--- ТЕКСТ ДОКУМЕНТА ---
Последняя инстанция, выступающая в функции обоснования и оправдания
истинности знания, усматривается в этом случае в сфере, с самого начала
определяемой как нечто внешнее по отношению к познавательному процессу.
Нетрудно заметить, что превращение практики во внеположенный познанию и
гносеологии фактор представляет собой апелляцию к вненаучным критериям
истинности. Подобный подход, помимо того что он чреват вульгарным
социологизмом, отнюдь не снимает вопроса об основаниях выбора этой
внешней инстанции, выступающей в роли критерия истины, о возможности
оправдания такого критерия.
В третьей части книги Э. Г. Юдин прослеживает те процессы, в ходе
которых многие конкретно-научные дисциплины гуманитарного профиля по
мере все более основательного усвоения принципов марксистской философии
обращаются к принципу деятельности как к эффективному методологическому
средству построения своего предмета. Так, в 30-х годах в советской
психологии сложилось успешно развивавшееся позднее так называемое
культурно-историческое направление в изучении психики. По мере развития
этого направления исходное понятие психологического анализа—предметное
действие—все более и
372
более конкретизировалось, выявлялись его новые аспекты, раскрывался
механизм связи между предметным и мыслительным действием.
--- ПРЕДСТАВЛЕННЫЙ МАТЕРИАЛ ---
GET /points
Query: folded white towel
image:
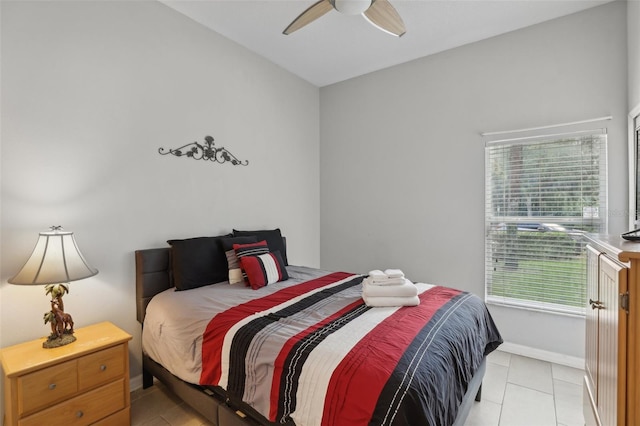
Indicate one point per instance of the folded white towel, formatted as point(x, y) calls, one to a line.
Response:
point(394, 273)
point(377, 274)
point(406, 289)
point(387, 281)
point(390, 301)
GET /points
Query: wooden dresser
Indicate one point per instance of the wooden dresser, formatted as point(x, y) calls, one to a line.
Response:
point(612, 354)
point(85, 382)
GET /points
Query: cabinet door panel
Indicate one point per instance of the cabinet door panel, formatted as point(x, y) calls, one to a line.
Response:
point(591, 321)
point(611, 349)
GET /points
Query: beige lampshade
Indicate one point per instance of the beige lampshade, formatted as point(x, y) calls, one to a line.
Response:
point(55, 259)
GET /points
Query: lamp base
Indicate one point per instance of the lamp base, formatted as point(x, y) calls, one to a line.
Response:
point(53, 341)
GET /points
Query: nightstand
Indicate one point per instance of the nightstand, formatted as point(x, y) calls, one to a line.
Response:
point(85, 382)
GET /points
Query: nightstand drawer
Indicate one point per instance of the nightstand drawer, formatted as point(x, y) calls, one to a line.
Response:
point(101, 367)
point(41, 388)
point(82, 410)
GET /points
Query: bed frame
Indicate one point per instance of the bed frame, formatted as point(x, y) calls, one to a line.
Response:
point(154, 275)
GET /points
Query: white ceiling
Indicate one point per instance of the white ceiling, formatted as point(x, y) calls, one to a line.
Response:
point(337, 47)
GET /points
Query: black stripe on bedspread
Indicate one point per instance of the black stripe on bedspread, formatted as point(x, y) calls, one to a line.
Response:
point(432, 376)
point(247, 335)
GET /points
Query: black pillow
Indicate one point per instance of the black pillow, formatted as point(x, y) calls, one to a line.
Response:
point(273, 238)
point(198, 262)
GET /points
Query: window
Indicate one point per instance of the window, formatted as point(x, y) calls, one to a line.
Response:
point(541, 194)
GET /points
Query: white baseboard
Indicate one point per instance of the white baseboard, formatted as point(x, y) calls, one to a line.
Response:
point(554, 357)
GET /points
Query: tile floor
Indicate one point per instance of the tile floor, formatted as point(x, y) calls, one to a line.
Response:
point(517, 391)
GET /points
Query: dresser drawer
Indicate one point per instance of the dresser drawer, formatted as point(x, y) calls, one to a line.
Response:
point(82, 410)
point(121, 418)
point(101, 367)
point(46, 386)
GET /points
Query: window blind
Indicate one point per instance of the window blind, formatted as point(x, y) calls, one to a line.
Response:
point(541, 194)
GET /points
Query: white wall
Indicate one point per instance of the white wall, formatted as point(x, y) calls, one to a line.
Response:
point(90, 91)
point(402, 161)
point(633, 41)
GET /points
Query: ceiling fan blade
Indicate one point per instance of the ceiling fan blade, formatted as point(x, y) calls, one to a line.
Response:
point(384, 16)
point(311, 14)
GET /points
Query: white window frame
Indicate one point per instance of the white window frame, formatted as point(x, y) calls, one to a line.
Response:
point(531, 134)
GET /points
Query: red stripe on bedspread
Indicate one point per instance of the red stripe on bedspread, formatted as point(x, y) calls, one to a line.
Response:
point(357, 381)
point(286, 348)
point(220, 324)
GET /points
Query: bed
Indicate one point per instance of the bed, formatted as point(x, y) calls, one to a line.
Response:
point(306, 350)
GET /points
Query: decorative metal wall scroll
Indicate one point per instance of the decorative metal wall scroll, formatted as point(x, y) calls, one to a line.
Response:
point(208, 151)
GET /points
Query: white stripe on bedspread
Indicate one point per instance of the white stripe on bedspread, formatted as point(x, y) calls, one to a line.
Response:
point(175, 320)
point(228, 339)
point(325, 358)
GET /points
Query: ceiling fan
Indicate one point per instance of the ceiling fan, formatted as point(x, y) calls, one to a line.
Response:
point(380, 13)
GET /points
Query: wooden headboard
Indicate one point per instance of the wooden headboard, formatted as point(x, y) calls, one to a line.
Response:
point(153, 275)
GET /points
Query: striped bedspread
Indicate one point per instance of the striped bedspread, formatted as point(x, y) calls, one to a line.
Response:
point(314, 354)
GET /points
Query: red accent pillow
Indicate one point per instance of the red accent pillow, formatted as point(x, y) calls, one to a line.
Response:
point(249, 249)
point(264, 269)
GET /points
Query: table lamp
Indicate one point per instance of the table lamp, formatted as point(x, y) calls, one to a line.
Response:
point(55, 261)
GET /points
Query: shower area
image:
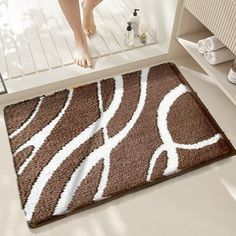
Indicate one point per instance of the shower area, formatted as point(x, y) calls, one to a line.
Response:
point(36, 43)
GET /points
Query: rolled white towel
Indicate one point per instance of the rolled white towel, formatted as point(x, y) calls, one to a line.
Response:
---
- [ФОРМУЛИРОВКА ЗАДАНИЯ]:
Приведите фрагмент текста документа от слов «В третьей части» до слов «и мыслительным действием.», заменив в нем «Э. Г. Юдин» на «автор».

- [ОТВЕТ]:
В третьей части книги автор прослеживает те процессы, в ходе
которых многие конкретно-научные дисциплины гуманитарного профиля по
мере все более основательного усвоения принципов марксистской философии
обращаются к принципу деятельности как к эффективному методологическому
средству построения своего предмета. Так, в 30-х годах в советской
психологии сложилось успешно развивавшееся позднее так называемое
культурно-историческое направление в изучении психики. По мере развития
этого направления исходное понятие психологического анализа—предметное
действие—все более и
372
более конкретизировалось, выявлялись его новые аспекты, раскрывался
механизм связи между предметным и мыслительным действием.